• [THE EXERCISE] Copy the listing from the line containing "Pardon the request, but I'd like you to find every yellow" through the end of the listing, swapping "yellow painted curb" for "white painted curb" and leaving everything else unchanged.

• [DATA EXTRACT]
--------------------------------------------------

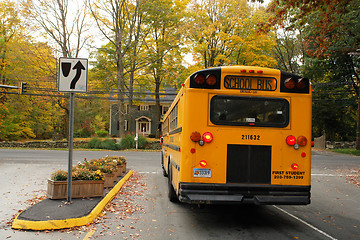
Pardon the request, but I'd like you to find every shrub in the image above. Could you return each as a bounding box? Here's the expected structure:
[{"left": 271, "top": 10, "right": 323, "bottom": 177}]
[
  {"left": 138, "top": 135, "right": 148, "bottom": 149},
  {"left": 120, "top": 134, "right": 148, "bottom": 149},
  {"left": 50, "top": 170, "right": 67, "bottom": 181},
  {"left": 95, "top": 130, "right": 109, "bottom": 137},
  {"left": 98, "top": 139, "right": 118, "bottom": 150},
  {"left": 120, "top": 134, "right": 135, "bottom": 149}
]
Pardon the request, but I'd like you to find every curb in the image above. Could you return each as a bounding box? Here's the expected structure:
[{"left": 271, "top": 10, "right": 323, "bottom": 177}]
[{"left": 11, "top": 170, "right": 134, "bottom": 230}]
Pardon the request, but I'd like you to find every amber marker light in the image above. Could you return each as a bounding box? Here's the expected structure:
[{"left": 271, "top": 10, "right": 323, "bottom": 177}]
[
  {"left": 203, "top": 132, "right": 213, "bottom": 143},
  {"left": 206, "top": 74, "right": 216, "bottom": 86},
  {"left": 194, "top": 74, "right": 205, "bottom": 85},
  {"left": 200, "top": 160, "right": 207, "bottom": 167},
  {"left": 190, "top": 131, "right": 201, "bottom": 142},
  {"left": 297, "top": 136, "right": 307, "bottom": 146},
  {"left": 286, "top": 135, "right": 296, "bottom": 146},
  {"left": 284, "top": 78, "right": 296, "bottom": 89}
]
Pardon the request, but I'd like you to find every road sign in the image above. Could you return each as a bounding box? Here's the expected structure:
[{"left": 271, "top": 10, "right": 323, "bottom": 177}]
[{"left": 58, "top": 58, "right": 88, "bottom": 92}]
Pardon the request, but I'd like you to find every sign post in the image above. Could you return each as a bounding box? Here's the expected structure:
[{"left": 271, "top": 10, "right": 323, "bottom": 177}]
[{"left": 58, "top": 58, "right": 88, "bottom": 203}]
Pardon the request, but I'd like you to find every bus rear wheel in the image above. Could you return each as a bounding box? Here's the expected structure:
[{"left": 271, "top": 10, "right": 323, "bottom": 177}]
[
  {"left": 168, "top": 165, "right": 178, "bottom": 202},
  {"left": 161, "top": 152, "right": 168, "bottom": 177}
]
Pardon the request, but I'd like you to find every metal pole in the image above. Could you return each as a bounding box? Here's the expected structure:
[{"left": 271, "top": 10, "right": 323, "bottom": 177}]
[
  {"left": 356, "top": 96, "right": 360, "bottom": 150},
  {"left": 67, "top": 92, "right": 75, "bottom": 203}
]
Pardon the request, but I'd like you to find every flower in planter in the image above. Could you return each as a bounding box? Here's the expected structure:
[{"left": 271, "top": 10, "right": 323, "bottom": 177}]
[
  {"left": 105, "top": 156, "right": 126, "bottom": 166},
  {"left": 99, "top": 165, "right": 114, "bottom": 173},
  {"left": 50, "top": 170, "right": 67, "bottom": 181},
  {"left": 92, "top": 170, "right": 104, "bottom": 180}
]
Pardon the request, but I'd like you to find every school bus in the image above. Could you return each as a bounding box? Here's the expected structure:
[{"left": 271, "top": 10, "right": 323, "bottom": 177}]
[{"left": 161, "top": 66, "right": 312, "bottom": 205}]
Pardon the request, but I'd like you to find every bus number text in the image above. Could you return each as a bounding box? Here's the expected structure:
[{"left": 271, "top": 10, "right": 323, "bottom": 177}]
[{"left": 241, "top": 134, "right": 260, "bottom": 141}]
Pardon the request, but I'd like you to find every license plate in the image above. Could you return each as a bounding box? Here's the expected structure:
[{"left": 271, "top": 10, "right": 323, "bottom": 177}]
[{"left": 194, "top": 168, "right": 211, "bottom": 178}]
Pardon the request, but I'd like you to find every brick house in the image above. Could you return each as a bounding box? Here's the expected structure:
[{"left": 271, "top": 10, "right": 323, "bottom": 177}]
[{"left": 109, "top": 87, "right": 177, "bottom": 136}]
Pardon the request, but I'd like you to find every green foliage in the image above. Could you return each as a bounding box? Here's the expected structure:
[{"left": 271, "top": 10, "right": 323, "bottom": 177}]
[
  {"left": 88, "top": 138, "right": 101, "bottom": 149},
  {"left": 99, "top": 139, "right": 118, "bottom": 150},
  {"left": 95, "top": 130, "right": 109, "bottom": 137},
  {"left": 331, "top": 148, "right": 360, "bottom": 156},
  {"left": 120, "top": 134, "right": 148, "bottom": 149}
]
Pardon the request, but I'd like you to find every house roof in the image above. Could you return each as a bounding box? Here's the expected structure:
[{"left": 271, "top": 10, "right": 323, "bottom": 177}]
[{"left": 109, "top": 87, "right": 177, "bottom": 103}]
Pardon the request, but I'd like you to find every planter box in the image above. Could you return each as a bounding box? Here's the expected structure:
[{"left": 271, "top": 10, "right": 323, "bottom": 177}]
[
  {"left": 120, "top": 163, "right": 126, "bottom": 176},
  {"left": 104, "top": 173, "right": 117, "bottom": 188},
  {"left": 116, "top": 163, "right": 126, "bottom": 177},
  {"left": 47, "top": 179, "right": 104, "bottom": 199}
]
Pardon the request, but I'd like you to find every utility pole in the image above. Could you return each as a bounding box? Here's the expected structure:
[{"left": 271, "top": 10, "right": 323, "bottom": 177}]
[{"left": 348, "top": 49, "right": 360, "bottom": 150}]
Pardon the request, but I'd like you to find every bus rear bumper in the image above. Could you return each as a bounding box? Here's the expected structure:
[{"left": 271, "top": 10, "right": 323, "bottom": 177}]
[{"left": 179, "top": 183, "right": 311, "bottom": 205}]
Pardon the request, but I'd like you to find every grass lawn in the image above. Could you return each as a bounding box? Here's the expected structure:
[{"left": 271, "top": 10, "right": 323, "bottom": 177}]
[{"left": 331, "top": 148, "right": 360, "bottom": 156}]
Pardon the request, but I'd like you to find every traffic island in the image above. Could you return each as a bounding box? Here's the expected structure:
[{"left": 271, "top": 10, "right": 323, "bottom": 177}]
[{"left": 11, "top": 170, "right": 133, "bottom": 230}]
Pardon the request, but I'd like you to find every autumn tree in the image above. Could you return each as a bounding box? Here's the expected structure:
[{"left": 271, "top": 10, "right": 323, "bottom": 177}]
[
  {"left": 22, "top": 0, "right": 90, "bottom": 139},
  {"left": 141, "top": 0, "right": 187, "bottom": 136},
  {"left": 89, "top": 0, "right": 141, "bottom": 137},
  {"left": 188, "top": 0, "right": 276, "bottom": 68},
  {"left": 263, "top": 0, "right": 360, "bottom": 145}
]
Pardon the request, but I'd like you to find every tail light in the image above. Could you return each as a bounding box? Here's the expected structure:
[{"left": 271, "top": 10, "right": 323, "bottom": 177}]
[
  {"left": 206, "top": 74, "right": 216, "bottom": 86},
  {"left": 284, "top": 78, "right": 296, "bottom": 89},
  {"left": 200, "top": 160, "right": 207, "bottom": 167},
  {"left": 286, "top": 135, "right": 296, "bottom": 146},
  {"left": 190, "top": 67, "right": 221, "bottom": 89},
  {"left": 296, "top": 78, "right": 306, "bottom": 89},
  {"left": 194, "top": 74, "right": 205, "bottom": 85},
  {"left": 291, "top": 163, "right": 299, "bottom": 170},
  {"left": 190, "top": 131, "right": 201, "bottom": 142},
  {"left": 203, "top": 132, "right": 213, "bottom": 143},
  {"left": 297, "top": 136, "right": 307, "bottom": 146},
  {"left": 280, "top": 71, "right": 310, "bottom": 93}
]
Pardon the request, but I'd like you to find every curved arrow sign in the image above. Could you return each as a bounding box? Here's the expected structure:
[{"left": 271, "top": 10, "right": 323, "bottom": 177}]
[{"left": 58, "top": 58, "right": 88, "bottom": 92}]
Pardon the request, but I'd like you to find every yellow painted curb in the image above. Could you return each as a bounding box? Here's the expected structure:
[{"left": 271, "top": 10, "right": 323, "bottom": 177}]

--------------------------------------------------

• [RESULT OF THE EXERCISE]
Pardon the request, but I'd like you to find every white painted curb in the image above. Could you return each as a bounding box? Here's the expected structure:
[{"left": 271, "top": 10, "right": 323, "bottom": 177}]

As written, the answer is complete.